What you will do ::
Reproduce the material below word for word, leaving out the pictures.

★ ★ ★ ★

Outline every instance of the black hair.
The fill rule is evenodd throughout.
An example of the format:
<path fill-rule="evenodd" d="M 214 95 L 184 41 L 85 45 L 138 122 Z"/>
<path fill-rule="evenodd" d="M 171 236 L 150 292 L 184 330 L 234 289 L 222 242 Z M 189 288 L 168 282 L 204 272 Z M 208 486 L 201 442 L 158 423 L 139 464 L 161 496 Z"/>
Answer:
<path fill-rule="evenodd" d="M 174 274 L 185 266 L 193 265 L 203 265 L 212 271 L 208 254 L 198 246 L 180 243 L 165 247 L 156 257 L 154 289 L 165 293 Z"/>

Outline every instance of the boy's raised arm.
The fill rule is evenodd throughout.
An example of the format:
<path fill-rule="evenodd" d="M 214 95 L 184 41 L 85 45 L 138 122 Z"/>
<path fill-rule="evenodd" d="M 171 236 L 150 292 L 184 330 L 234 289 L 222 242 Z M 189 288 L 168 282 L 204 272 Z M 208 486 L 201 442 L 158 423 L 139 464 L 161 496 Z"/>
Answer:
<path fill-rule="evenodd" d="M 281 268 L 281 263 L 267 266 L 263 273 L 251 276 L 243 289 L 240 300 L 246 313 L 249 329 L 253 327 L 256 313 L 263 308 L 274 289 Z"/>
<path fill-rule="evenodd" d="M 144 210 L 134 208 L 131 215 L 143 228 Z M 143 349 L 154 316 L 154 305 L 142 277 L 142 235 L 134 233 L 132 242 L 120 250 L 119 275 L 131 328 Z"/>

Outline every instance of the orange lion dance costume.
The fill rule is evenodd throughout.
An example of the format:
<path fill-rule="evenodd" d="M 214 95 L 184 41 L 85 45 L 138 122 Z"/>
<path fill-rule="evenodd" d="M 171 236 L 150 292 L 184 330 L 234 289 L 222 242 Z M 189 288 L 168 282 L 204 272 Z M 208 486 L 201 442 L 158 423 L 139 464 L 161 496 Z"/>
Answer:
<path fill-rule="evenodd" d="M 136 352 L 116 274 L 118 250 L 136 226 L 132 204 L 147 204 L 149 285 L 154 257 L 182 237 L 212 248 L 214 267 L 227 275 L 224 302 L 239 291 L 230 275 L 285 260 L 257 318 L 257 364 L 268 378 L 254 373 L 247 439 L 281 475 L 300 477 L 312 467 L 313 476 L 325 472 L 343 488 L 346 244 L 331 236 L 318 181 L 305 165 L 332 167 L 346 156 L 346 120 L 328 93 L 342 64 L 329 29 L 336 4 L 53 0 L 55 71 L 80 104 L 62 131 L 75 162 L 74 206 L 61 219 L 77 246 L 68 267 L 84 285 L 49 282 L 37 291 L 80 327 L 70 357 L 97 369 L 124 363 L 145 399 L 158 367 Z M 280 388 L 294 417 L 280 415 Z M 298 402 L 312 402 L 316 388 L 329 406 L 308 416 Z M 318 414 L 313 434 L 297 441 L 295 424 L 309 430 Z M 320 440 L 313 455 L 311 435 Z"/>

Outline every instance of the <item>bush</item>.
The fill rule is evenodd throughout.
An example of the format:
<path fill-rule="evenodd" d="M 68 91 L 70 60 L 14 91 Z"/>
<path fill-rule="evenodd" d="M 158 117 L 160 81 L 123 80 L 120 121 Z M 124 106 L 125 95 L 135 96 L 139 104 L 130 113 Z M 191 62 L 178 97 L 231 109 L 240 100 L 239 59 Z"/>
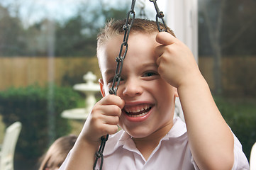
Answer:
<path fill-rule="evenodd" d="M 215 98 L 224 119 L 243 145 L 247 159 L 256 142 L 256 99 Z"/>
<path fill-rule="evenodd" d="M 0 91 L 0 113 L 6 126 L 16 121 L 23 125 L 16 149 L 18 155 L 28 159 L 38 157 L 50 142 L 70 132 L 68 120 L 60 114 L 76 107 L 77 92 L 70 88 L 53 86 L 53 100 L 50 101 L 49 90 L 30 86 Z"/>

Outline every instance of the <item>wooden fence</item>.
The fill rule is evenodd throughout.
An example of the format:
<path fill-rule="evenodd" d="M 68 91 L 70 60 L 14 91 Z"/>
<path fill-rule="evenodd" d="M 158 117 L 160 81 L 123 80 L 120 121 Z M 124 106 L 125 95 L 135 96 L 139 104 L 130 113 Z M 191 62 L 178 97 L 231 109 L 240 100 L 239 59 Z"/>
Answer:
<path fill-rule="evenodd" d="M 88 71 L 92 71 L 98 78 L 101 76 L 96 57 L 54 58 L 53 69 L 48 73 L 50 62 L 48 57 L 0 57 L 0 90 L 34 84 L 44 86 L 48 82 L 50 76 L 53 76 L 55 83 L 58 85 L 67 75 L 69 77 L 79 75 L 81 82 L 83 82 L 82 75 Z M 199 65 L 210 88 L 214 89 L 213 58 L 199 57 Z M 251 84 L 254 88 L 256 86 L 256 57 L 223 57 L 221 72 L 224 89 L 235 91 L 247 88 L 246 86 Z"/>
<path fill-rule="evenodd" d="M 52 71 L 49 72 L 48 70 Z M 65 75 L 79 74 L 82 83 L 82 75 L 88 71 L 92 71 L 100 77 L 96 57 L 57 57 L 52 60 L 38 57 L 0 57 L 0 90 L 35 84 L 45 86 L 50 80 L 50 77 L 60 85 Z"/>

★ ★ ★ ★

Task solution ::
Outline every instance of the black hair.
The fill rule is evenodd throughout.
An example of the format:
<path fill-rule="evenodd" d="M 214 95 L 184 41 L 85 45 L 138 122 Z"/>
<path fill-rule="evenodd" d="M 171 236 L 150 292 L 184 330 L 234 289 L 222 242 Z M 189 288 L 168 282 L 204 272 Z M 208 486 L 201 442 L 158 423 L 139 464 L 161 496 Z"/>
Answer:
<path fill-rule="evenodd" d="M 174 274 L 185 266 L 193 265 L 203 265 L 212 271 L 208 254 L 198 246 L 180 243 L 165 247 L 156 257 L 154 289 L 165 293 Z"/>

Outline every instance of the boy's raised arm.
The fill rule is evenodd throughout.
An example of the format:
<path fill-rule="evenodd" d="M 214 95 L 184 41 L 85 45 L 138 122 Z"/>
<path fill-rule="evenodd" d="M 171 236 L 150 292 L 184 330 L 234 289 L 222 242 Z M 189 288 L 168 282 L 204 272 Z M 208 486 L 201 442 L 158 423 L 139 464 L 161 496 Z"/>
Answer:
<path fill-rule="evenodd" d="M 281 268 L 281 263 L 267 266 L 263 273 L 251 276 L 243 289 L 240 300 L 246 313 L 249 329 L 253 327 L 256 313 L 263 308 L 274 289 Z"/>
<path fill-rule="evenodd" d="M 144 210 L 134 208 L 131 215 L 143 228 Z M 143 349 L 154 316 L 154 305 L 142 277 L 142 235 L 134 233 L 132 242 L 120 250 L 119 275 L 131 328 Z"/>

Outline every instance of the orange lion dance costume.
The fill rule is evenodd throughout.
An example of the format:
<path fill-rule="evenodd" d="M 214 95 L 184 41 L 85 45 L 138 122 Z"/>
<path fill-rule="evenodd" d="M 171 236 L 150 292 L 184 330 L 234 289 L 222 242 Z M 189 288 L 168 282 L 204 272 Z M 208 486 L 201 442 L 158 423 L 139 464 L 161 496 Z"/>
Answer:
<path fill-rule="evenodd" d="M 136 352 L 116 274 L 118 250 L 136 226 L 132 204 L 147 204 L 149 285 L 154 257 L 182 237 L 212 248 L 214 267 L 227 275 L 224 302 L 239 291 L 230 275 L 285 260 L 257 318 L 257 364 L 268 378 L 254 373 L 247 439 L 281 475 L 300 477 L 312 467 L 313 476 L 325 472 L 343 488 L 346 244 L 331 236 L 318 181 L 305 165 L 332 167 L 346 156 L 346 120 L 328 93 L 342 64 L 329 29 L 336 4 L 53 0 L 55 71 L 80 104 L 62 131 L 75 162 L 74 206 L 61 219 L 77 246 L 68 267 L 84 285 L 49 282 L 37 291 L 80 327 L 70 357 L 97 369 L 124 363 L 145 399 L 158 367 Z M 280 388 L 294 417 L 280 415 Z M 298 402 L 312 402 L 316 388 L 329 406 L 308 416 Z M 318 414 L 313 434 L 297 441 L 295 424 L 309 430 Z M 320 440 L 313 455 L 311 435 Z"/>

Outline every instance of the <item>bush</item>.
The fill rule is evenodd throughout.
An example of the format:
<path fill-rule="evenodd" d="M 68 91 L 70 60 L 14 91 Z"/>
<path fill-rule="evenodd" d="M 158 117 L 160 81 L 123 80 L 120 121 Z M 124 106 L 125 95 L 135 96 L 139 104 L 130 113 Z M 191 62 L 178 97 L 231 109 L 240 100 L 239 59 Z"/>
Answer:
<path fill-rule="evenodd" d="M 215 98 L 224 119 L 243 145 L 247 159 L 256 142 L 256 99 Z"/>
<path fill-rule="evenodd" d="M 0 91 L 0 113 L 6 126 L 16 121 L 23 125 L 16 149 L 18 155 L 28 159 L 38 157 L 50 142 L 70 132 L 68 120 L 60 114 L 76 107 L 77 92 L 70 88 L 53 86 L 53 100 L 50 101 L 49 90 L 30 86 Z"/>

Outline every instance of the <item>wooden fence</item>.
The fill rule is evenodd throughout.
An example of the format:
<path fill-rule="evenodd" d="M 68 91 L 70 60 L 14 91 Z"/>
<path fill-rule="evenodd" d="M 158 117 L 160 81 L 123 80 L 120 121 Z M 124 106 L 125 95 L 135 96 L 139 104 L 130 113 Z M 191 62 L 178 97 L 231 109 L 240 100 L 239 59 Z"/>
Answer:
<path fill-rule="evenodd" d="M 88 71 L 92 71 L 98 78 L 101 76 L 96 57 L 54 58 L 53 69 L 48 73 L 50 62 L 48 57 L 0 57 L 0 90 L 34 84 L 44 86 L 48 82 L 50 76 L 53 76 L 55 83 L 58 85 L 67 75 L 69 77 L 79 75 L 81 82 L 83 82 L 82 75 Z M 199 65 L 210 88 L 214 89 L 213 58 L 199 57 Z M 251 84 L 254 88 L 256 86 L 256 57 L 223 57 L 221 72 L 224 89 L 235 91 L 247 88 L 246 86 Z"/>
<path fill-rule="evenodd" d="M 52 71 L 49 72 L 48 70 Z M 65 75 L 79 74 L 82 83 L 82 75 L 88 71 L 92 71 L 100 77 L 96 57 L 57 57 L 52 60 L 38 57 L 0 57 L 0 90 L 35 84 L 45 86 L 50 80 L 50 77 L 60 85 Z"/>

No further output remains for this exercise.